'''

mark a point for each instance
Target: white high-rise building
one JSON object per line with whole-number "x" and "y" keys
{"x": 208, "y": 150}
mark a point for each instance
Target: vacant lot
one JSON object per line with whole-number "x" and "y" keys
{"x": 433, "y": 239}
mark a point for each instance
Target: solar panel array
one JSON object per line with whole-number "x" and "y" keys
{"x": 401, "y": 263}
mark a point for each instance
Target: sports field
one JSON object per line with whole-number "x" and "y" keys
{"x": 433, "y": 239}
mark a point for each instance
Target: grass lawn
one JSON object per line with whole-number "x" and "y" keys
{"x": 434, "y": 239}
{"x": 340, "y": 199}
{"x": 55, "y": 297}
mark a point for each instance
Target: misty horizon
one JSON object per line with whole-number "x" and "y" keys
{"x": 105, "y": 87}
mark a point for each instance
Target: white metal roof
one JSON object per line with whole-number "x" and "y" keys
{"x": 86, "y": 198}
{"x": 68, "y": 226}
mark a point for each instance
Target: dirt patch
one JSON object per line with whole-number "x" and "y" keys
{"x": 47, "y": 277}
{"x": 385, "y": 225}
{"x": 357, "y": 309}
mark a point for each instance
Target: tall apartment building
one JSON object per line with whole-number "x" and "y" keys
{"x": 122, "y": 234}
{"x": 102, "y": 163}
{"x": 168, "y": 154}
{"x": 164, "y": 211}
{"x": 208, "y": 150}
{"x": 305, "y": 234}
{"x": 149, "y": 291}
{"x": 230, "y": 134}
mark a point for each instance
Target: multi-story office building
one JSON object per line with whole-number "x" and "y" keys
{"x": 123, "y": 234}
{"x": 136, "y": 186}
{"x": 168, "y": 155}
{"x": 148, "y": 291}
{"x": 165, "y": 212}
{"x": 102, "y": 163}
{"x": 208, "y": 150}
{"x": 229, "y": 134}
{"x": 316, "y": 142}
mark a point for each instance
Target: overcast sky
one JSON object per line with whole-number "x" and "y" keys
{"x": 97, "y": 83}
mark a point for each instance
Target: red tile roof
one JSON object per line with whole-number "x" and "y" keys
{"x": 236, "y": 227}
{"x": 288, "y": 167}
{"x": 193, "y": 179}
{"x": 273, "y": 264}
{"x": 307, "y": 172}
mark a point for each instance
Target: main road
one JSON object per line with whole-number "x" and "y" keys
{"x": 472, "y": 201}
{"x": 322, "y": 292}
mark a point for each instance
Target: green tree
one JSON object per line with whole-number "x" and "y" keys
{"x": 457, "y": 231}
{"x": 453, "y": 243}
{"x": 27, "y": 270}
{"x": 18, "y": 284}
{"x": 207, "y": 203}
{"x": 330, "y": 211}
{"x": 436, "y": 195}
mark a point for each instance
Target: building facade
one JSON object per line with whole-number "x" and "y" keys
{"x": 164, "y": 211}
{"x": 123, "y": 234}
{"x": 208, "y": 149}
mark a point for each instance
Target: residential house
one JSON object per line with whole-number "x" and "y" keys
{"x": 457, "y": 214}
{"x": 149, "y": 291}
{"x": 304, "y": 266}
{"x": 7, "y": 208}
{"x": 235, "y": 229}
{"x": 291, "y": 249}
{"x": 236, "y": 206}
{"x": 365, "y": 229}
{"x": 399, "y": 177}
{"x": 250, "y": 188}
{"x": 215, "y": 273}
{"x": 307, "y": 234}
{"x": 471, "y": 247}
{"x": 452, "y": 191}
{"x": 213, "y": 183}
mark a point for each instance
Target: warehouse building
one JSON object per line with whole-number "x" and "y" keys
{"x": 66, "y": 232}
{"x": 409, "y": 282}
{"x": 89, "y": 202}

'''

WHAT IS BEING ASKED >>
Your response should consist of the whole listing, repeated exactly.

SOLVED PROBLEM >>
mark a point for each instance
Target: white high-rise building
one JSON object per line with whole-number "x" and "y" keys
{"x": 208, "y": 150}
mark a point for each instance
Target: vacant lot
one JSON object per line with whole-number "x" and "y" keys
{"x": 433, "y": 239}
mark a point for each instance
Target: solar panel array
one JSON object per line with whole-number "x" and "y" keys
{"x": 401, "y": 263}
mark a point for each instance
Target: sports field
one JSON object per line with whole-number "x" and "y" keys
{"x": 433, "y": 239}
mark a point for each instance
Target: grass lawn
one JSON object per line with whole-number "x" and "y" keys
{"x": 434, "y": 239}
{"x": 340, "y": 199}
{"x": 55, "y": 297}
mark a point for each instance
Target: misty horizon
one JSON object per line with whole-number "x" and "y" keys
{"x": 105, "y": 87}
mark a point for each instance
Target: white metal roof
one JSON object per line with whole-number "x" and "y" keys
{"x": 86, "y": 198}
{"x": 68, "y": 226}
mark a point for each instance
Target: dirt patch
one JSON object per line with whole-number "x" and "y" keys
{"x": 47, "y": 277}
{"x": 385, "y": 225}
{"x": 357, "y": 309}
mark a point for each instance
Target: tall apartment building
one JSON object per line with whole-number "x" and "y" keys
{"x": 122, "y": 234}
{"x": 102, "y": 163}
{"x": 168, "y": 154}
{"x": 164, "y": 211}
{"x": 208, "y": 150}
{"x": 305, "y": 234}
{"x": 149, "y": 291}
{"x": 230, "y": 134}
mark a point for each instance
Target: multi-story office building
one JSON object per line with whole-number "x" and "y" keys
{"x": 123, "y": 234}
{"x": 136, "y": 186}
{"x": 168, "y": 155}
{"x": 148, "y": 291}
{"x": 165, "y": 212}
{"x": 102, "y": 163}
{"x": 208, "y": 150}
{"x": 229, "y": 134}
{"x": 316, "y": 142}
mark a point for each instance
Target: overcast sky
one JSON object per line with whole-number "x" and "y" keys
{"x": 97, "y": 83}
mark a point for each instance
Target: red tile roof
one JSON object per line with whole-number "x" and "y" keys
{"x": 236, "y": 227}
{"x": 288, "y": 167}
{"x": 193, "y": 179}
{"x": 273, "y": 264}
{"x": 307, "y": 172}
mark a point for each instance
Target: main road
one JSON object per line with whole-number "x" and "y" keys
{"x": 472, "y": 201}
{"x": 322, "y": 292}
mark a point for each instance
Target: green tree
one JSON object per line with whole-number "x" and "y" keys
{"x": 457, "y": 231}
{"x": 453, "y": 243}
{"x": 27, "y": 270}
{"x": 18, "y": 284}
{"x": 207, "y": 203}
{"x": 330, "y": 211}
{"x": 436, "y": 195}
mark a point for each instance
Target: building facade
one JSON object per line with whole-number "x" and "y" keys
{"x": 164, "y": 211}
{"x": 123, "y": 234}
{"x": 208, "y": 149}
mark a point for each instance
Target: residential house
one JSON object per line with whole-number "x" and "y" keys
{"x": 457, "y": 214}
{"x": 149, "y": 291}
{"x": 304, "y": 266}
{"x": 7, "y": 208}
{"x": 235, "y": 229}
{"x": 291, "y": 249}
{"x": 236, "y": 206}
{"x": 365, "y": 229}
{"x": 399, "y": 177}
{"x": 250, "y": 188}
{"x": 215, "y": 273}
{"x": 307, "y": 234}
{"x": 471, "y": 247}
{"x": 452, "y": 191}
{"x": 213, "y": 183}
mark a point for each instance
Target: warehouse building
one JSON object per line with whole-number "x" and "y" keys
{"x": 66, "y": 232}
{"x": 409, "y": 282}
{"x": 89, "y": 202}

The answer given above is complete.